● Page extract:
>> begin

When it comes to sales and promotion, tools abound. The average marketer is well aware of the coupon, the promo, and the discount.
Coupons, promotions, and discounts are certainly useful, valuable tools — heck, the idea of a sale itself is only a marketing tool, really — but they’re not something that can be relied on for long-term, sustainable growth.
Not of a product, not of a service, and not of a business.
Let’s talk about why.
Sales Promotion — Tools Like Coupons Only Breed Loyalty to the Coupon Itself
That is to say, they do not breed loyalty to your business.
And don’t forget, you’re taking a loss on these things. If you’re taking a loss, with the goal of getting new business, but that new business only shows up as long as you take a loss…
Well, you start to see the problem.
I remember the first time one of my marketing professors in college said “Coupons only breed loyalty to the coupon itself.” I struggled for a moment to understand…
After all, if I’m hooking someone up with a fatty deal at prices that are tip top, ain’t they gonna’ love me for it?
“Heckin’ no” is the answer to that one.
To be fair, I think all customers are different. You certainly can get new customers who will make a first-time purchase based on a discount, like what they get, and keep coming back for more.
However, when you offer discounts, you will always attract a particularly repugnant breed of customer — the Coupon Cutter.
Discounts and Promotions Attract the Wrong Kind of Customer
You know the Coupon Cutter. You’ve gotten stuck in line at the grocery store behind them before. While you’re standing there, with your eggs, your milk, and your now-broken dreams of walking out of this dang grocery store in a reasonable amount of time, they heap pile after pile of coupons on the poor cashier’s check stand.
And everyone in line gets to wait while, one by one, these coupons are scanned in.

>> end

● Dataset extract:
>> begin

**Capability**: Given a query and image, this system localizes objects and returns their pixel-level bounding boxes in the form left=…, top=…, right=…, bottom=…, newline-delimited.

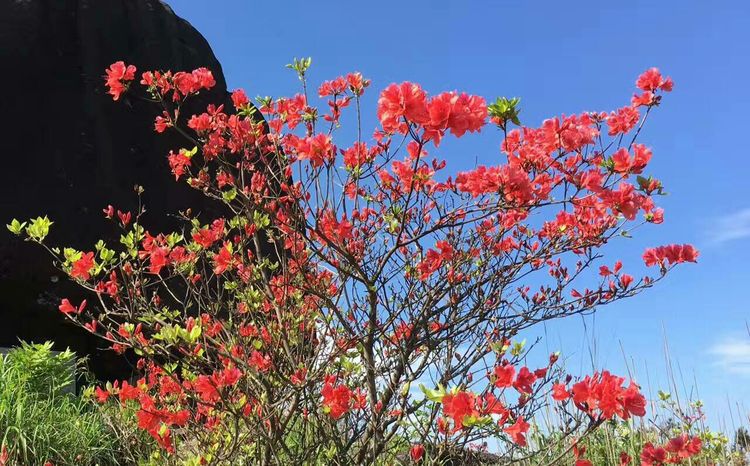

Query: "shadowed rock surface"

>> end

● What to do: Could you reproduce the article on coupons and sales promotion at the top of the page word for word, from start to finish?

● Answer to the task:
When it comes to sales and promotion, tools abound. The average marketer is well aware of the coupon, the promo, and the discount.
Coupons, promotions, and discounts are certainly useful, valuable tools — heck, the idea of a sale itself is only a marketing tool, really — but they’re not something that can be relied on for long-term, sustainable growth.
Not of a product, not of a service, and not of a business.
Let’s talk about why.
Sales Promotion — Tools Like Coupons Only Breed Loyalty to the Coupon Itself
That is to say, they do not breed loyalty to your business.
And don’t forget, you’re taking a loss on these things. If you’re taking a loss, with the goal of getting new business, but that new business only shows up as long as you take a loss…
Well, you start to see the problem.
I remember the first time one of my marketing professors in college said “Coupons only breed loyalty to the coupon itself.” I struggled for a moment to understand…
After all, if I’m hooking someone up with a fatty deal at prices that are tip top, ain’t they gonna’ love me for it?
“Heckin’ no” is the answer to that one.
To be fair, I think all customers are different. You certainly can get new customers who will make a first-time purchase based on a discount, like what they get, and keep coming back for more.
However, when you offer discounts, you will always attract a particularly repugnant breed of customer — the Coupon Cutter.
Discounts and Promotions Attract the Wrong Kind of Customer
You know the Coupon Cutter. You’ve gotten stuck in line at the grocery store behind them before. While you’re standing there, with your eggs, your milk, and your now-broken dreams of walking out of this dang grocery store in a reasonable amount of time, they heap pile after pile of coupons on the poor cashier’s check stand.
And everyone in line gets to wait while, one by one, these coupons are scanned in.